• _Record extracts_
===
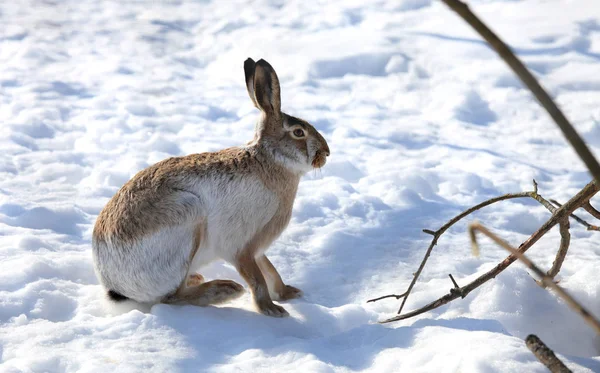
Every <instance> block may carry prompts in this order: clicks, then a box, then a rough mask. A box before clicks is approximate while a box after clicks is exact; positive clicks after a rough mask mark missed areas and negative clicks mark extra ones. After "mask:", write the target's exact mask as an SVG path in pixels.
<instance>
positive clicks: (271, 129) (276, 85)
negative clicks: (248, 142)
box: [244, 58, 329, 173]
mask: <svg viewBox="0 0 600 373" xmlns="http://www.w3.org/2000/svg"><path fill="white" fill-rule="evenodd" d="M244 72H245V74H246V87H247V88H248V94H249V95H250V99H251V100H252V102H253V103H254V106H256V107H257V108H258V109H259V110H260V111H261V113H262V115H261V117H260V119H259V122H258V123H257V126H256V134H255V138H254V142H255V143H257V144H260V145H263V146H264V148H265V149H267V150H268V151H270V152H271V154H272V155H273V156H274V157H275V159H276V160H277V161H278V162H280V163H282V164H283V165H284V166H285V167H286V168H288V169H291V170H293V171H296V172H300V173H305V172H308V171H310V170H312V169H313V168H321V167H323V166H324V165H325V162H326V160H327V156H329V146H327V141H325V139H324V138H323V136H321V134H320V133H319V132H318V131H317V130H316V129H315V128H314V127H313V126H312V125H310V124H309V123H308V122H306V121H304V120H302V119H298V118H296V117H293V116H291V115H288V114H285V113H284V112H282V111H281V94H280V89H279V79H278V78H277V74H276V73H275V70H274V69H273V67H271V65H269V63H268V62H267V61H265V60H262V59H261V60H259V61H258V62H256V63H255V62H254V61H253V60H252V59H250V58H248V59H247V60H246V62H245V63H244Z"/></svg>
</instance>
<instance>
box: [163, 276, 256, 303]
mask: <svg viewBox="0 0 600 373" xmlns="http://www.w3.org/2000/svg"><path fill="white" fill-rule="evenodd" d="M243 293H244V287H243V286H242V285H240V284H238V283H237V282H235V281H231V280H213V281H209V282H204V283H202V284H200V285H197V286H191V287H187V286H185V284H182V286H181V287H180V288H179V289H178V290H177V292H175V294H172V295H169V296H167V297H165V298H164V299H163V300H162V301H163V303H171V304H193V305H196V306H208V305H209V304H219V303H224V302H227V301H230V300H233V299H235V298H238V297H239V296H241V295H242V294H243Z"/></svg>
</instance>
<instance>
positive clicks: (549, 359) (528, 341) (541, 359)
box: [525, 334, 571, 373]
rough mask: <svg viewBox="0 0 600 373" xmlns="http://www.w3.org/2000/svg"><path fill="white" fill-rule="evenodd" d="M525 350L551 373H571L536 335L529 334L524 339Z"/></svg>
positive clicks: (552, 352) (569, 370) (559, 359)
mask: <svg viewBox="0 0 600 373" xmlns="http://www.w3.org/2000/svg"><path fill="white" fill-rule="evenodd" d="M525 344H526V345H527V348H528V349H529V350H530V351H531V352H532V353H533V354H534V355H535V357H537V358H538V360H539V361H540V363H542V364H544V365H545V366H546V368H548V370H550V372H552V373H571V370H570V369H569V368H567V366H566V365H565V364H564V363H563V362H562V361H560V359H559V358H557V357H556V355H554V351H552V350H551V349H550V348H548V346H546V344H545V343H544V342H542V340H541V339H539V338H538V337H537V336H536V335H533V334H530V335H529V336H527V338H525Z"/></svg>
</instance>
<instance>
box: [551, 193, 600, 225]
mask: <svg viewBox="0 0 600 373" xmlns="http://www.w3.org/2000/svg"><path fill="white" fill-rule="evenodd" d="M550 202H552V203H554V204H555V205H556V206H558V207H560V206H562V205H561V204H560V203H559V202H558V201H556V200H555V199H551V200H550ZM588 203H589V202H588ZM584 206H585V205H584ZM584 206H582V207H584ZM584 208H585V207H584ZM571 217H572V218H573V219H574V220H575V221H576V222H578V223H579V224H581V225H583V226H584V227H586V228H587V230H588V231H600V227H597V226H595V225H592V224H590V223H588V222H587V221H585V220H583V219H582V218H580V217H579V216H577V215H575V214H571Z"/></svg>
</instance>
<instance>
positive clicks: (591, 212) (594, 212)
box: [583, 201, 600, 219]
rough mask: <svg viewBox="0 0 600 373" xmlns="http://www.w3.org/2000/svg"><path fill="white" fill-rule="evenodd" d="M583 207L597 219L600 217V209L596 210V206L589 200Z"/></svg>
mask: <svg viewBox="0 0 600 373" xmlns="http://www.w3.org/2000/svg"><path fill="white" fill-rule="evenodd" d="M583 209H584V210H585V211H587V212H588V213H589V214H590V215H592V216H593V217H595V218H596V219H600V211H598V210H596V209H595V208H594V206H592V205H591V204H590V201H587V202H586V203H585V204H584V205H583Z"/></svg>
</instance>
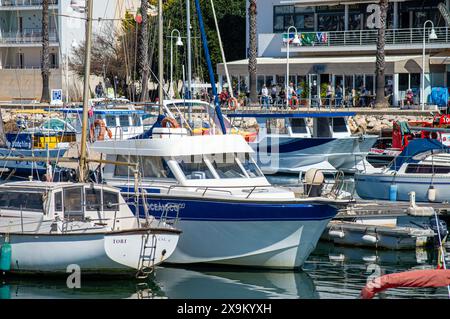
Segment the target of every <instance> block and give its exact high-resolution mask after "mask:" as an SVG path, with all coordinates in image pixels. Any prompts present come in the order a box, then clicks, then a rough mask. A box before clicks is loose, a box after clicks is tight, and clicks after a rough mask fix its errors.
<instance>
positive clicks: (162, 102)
mask: <svg viewBox="0 0 450 319" xmlns="http://www.w3.org/2000/svg"><path fill="white" fill-rule="evenodd" d="M162 11H163V10H162V0H159V1H158V53H159V54H158V72H159V74H158V80H159V90H158V95H159V114H161V112H162V109H163V107H164V103H163V101H164V87H163V85H164V60H163V59H164V56H163V53H164V43H163V32H164V30H163V28H164V25H163V15H162Z"/></svg>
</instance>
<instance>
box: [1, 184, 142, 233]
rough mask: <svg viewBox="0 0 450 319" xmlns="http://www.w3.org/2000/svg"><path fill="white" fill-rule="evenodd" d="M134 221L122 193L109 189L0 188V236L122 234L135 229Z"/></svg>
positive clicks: (9, 186)
mask: <svg viewBox="0 0 450 319" xmlns="http://www.w3.org/2000/svg"><path fill="white" fill-rule="evenodd" d="M132 217H133V214H132V213H131V211H130V210H129V209H128V207H127V205H126V204H125V202H124V200H123V198H122V197H121V196H120V193H119V190H117V189H115V188H112V187H109V186H106V185H94V184H73V183H47V182H35V181H34V182H13V183H6V184H3V185H1V186H0V232H1V233H5V232H44V233H49V232H50V233H51V232H56V233H60V232H70V231H85V230H87V229H89V231H92V229H93V228H99V229H104V228H105V227H107V228H108V230H112V229H115V230H120V229H123V228H124V227H127V228H130V227H131V228H132V227H133V225H134V224H135V223H136V221H135V219H134V218H132ZM69 222H75V225H73V224H70V226H69V224H68V223H69Z"/></svg>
===
Everything in the preceding material must be transcribed exactly, except the images.

• _Finished task_
Every <instance> block may carry prompts in this order: clicks, then a box, then a rough mask. A box before clicks is approximate while a box after clicks is exact; positive clicks after a rough mask mark missed areas and negative clicks mark extra ones. After "mask:", write the target's exact mask as an SVG path in pixels.
<instance>
positive clicks: (271, 129) (276, 85)
negative clicks: (248, 142)
box: [244, 58, 329, 173]
mask: <svg viewBox="0 0 600 373" xmlns="http://www.w3.org/2000/svg"><path fill="white" fill-rule="evenodd" d="M244 72H245V74H246V87H247V88H248V94H249V95H250V99H251V100H252V102H253V103H254V106H256V107H257V108H258V109H259V110H260V111H261V113H262V115H261V117H260V119H259V122H258V123H257V126H256V134H255V138H254V142H255V143H257V144H260V145H263V146H264V148H265V149H267V150H268V151H270V152H271V154H272V155H273V156H274V157H275V159H276V160H277V161H278V162H280V163H282V164H283V165H284V166H285V167H286V168H288V169H291V170H293V171H296V172H300V173H305V172H308V171H310V170H312V169H313V168H321V167H323V166H324V165H325V162H326V160H327V156H329V146H327V141H325V139H324V138H323V136H321V134H320V133H319V132H318V131H317V130H316V129H315V128H314V127H313V126H312V125H310V124H309V123H308V122H306V121H304V120H302V119H298V118H296V117H293V116H291V115H288V114H285V113H284V112H282V111H281V94H280V89H279V79H278V78H277V74H276V73H275V70H274V69H273V67H271V65H269V63H268V62H267V61H265V60H262V59H261V60H259V61H258V62H256V63H255V62H254V61H253V60H252V59H250V58H248V59H247V60H246V62H245V63H244Z"/></svg>
</instance>
<instance>
box: [163, 276, 256, 303]
mask: <svg viewBox="0 0 600 373" xmlns="http://www.w3.org/2000/svg"><path fill="white" fill-rule="evenodd" d="M243 293H244V287H243V286H242V285H240V284H238V283H237V282H235V281H231V280H213V281H209V282H204V283H202V284H200V285H197V286H191V287H187V286H185V284H182V286H181V287H180V288H179V289H178V290H177V292H175V294H172V295H169V296H167V297H165V298H164V299H163V300H162V301H163V303H171V304H193V305H196V306H208V305H209V304H219V303H224V302H227V301H230V300H233V299H235V298H238V297H239V296H241V295H242V294H243Z"/></svg>
</instance>
<instance>
positive clicks: (549, 359) (528, 341) (541, 359)
box: [525, 334, 571, 373]
rough mask: <svg viewBox="0 0 600 373" xmlns="http://www.w3.org/2000/svg"><path fill="white" fill-rule="evenodd" d="M525 350L551 373H571L536 335L529 334L524 339Z"/></svg>
positive clicks: (552, 352) (569, 370) (559, 359)
mask: <svg viewBox="0 0 600 373" xmlns="http://www.w3.org/2000/svg"><path fill="white" fill-rule="evenodd" d="M525 344H526V345H527V348H528V349H529V350H530V351H531V352H532V353H533V354H534V355H535V357H537V358H538V360H539V361H540V363H542V364H544V365H545V366H546V368H548V370H550V372H552V373H571V370H570V369H569V368H567V366H566V365H565V364H564V363H563V362H562V361H560V359H559V358H557V357H556V355H554V351H552V350H551V349H550V348H548V346H546V344H545V343H544V342H542V340H541V339H539V338H538V337H537V336H536V335H533V334H530V335H529V336H527V338H525Z"/></svg>
</instance>
<instance>
box: [551, 193, 600, 225]
mask: <svg viewBox="0 0 600 373" xmlns="http://www.w3.org/2000/svg"><path fill="white" fill-rule="evenodd" d="M550 202H552V203H554V204H555V205H556V206H558V207H560V206H562V205H561V204H560V203H559V202H558V201H556V200H555V199H551V200H550ZM588 203H589V202H588ZM584 206H585V205H584ZM584 206H582V207H584ZM584 208H585V207H584ZM571 217H572V218H573V219H574V220H575V221H576V222H578V223H579V224H581V225H583V226H584V227H586V228H587V230H588V231H600V227H597V226H595V225H592V224H590V223H588V222H587V221H585V220H583V219H582V218H580V217H579V216H577V215H575V214H571Z"/></svg>
</instance>
<instance>
positive clicks: (591, 212) (594, 212)
box: [583, 201, 600, 219]
rough mask: <svg viewBox="0 0 600 373" xmlns="http://www.w3.org/2000/svg"><path fill="white" fill-rule="evenodd" d="M583 207L597 219L600 217V209L596 210V206L589 200Z"/></svg>
mask: <svg viewBox="0 0 600 373" xmlns="http://www.w3.org/2000/svg"><path fill="white" fill-rule="evenodd" d="M583 209H584V210H585V211H587V212H588V213H589V214H590V215H592V216H593V217H595V218H596V219H600V211H598V210H596V209H595V208H594V206H592V205H591V204H590V201H587V202H586V203H585V204H584V205H583Z"/></svg>
</instance>
Segment the target of every <instance> block and give its exact high-resolution mask after "mask:" as an SVG path, with all coordinates in image pixels. Any prompts present come in the order a box, then clicks, then a rough mask. A box before clicks is loose, a box after clicks is tight, and clicks after a rough mask fix its errors.
<instance>
positive clicks: (162, 102)
mask: <svg viewBox="0 0 450 319" xmlns="http://www.w3.org/2000/svg"><path fill="white" fill-rule="evenodd" d="M162 11H163V10H162V0H159V1H158V53H159V54H158V72H159V74H158V80H159V90H158V95H159V114H161V112H162V109H163V107H164V103H163V101H164V87H163V85H164V60H163V59H164V56H163V53H164V43H163V32H164V30H163V28H164V25H163V15H162Z"/></svg>
</instance>
<instance>
box: [1, 184, 142, 233]
rough mask: <svg viewBox="0 0 450 319" xmlns="http://www.w3.org/2000/svg"><path fill="white" fill-rule="evenodd" d="M134 221L122 193L109 189L0 188V236L122 234L135 229Z"/></svg>
positive clicks: (9, 186)
mask: <svg viewBox="0 0 450 319" xmlns="http://www.w3.org/2000/svg"><path fill="white" fill-rule="evenodd" d="M132 217H133V214H132V213H131V211H130V210H129V209H128V207H127V205H126V204H125V202H124V200H123V198H122V197H121V196H120V193H119V190H117V189H115V188H112V187H109V186H106V185H94V184H73V183H47V182H35V181H34V182H13V183H6V184H3V185H1V186H0V232H1V233H5V232H44V233H49V232H50V233H51V232H56V233H60V232H70V231H85V230H87V229H89V231H92V229H93V228H99V229H104V228H105V227H107V228H108V230H112V229H115V230H120V229H123V228H124V227H127V228H130V227H131V228H132V227H133V225H134V224H135V223H136V221H135V219H134V218H132ZM69 222H75V225H73V224H70V226H69V224H68V223H69Z"/></svg>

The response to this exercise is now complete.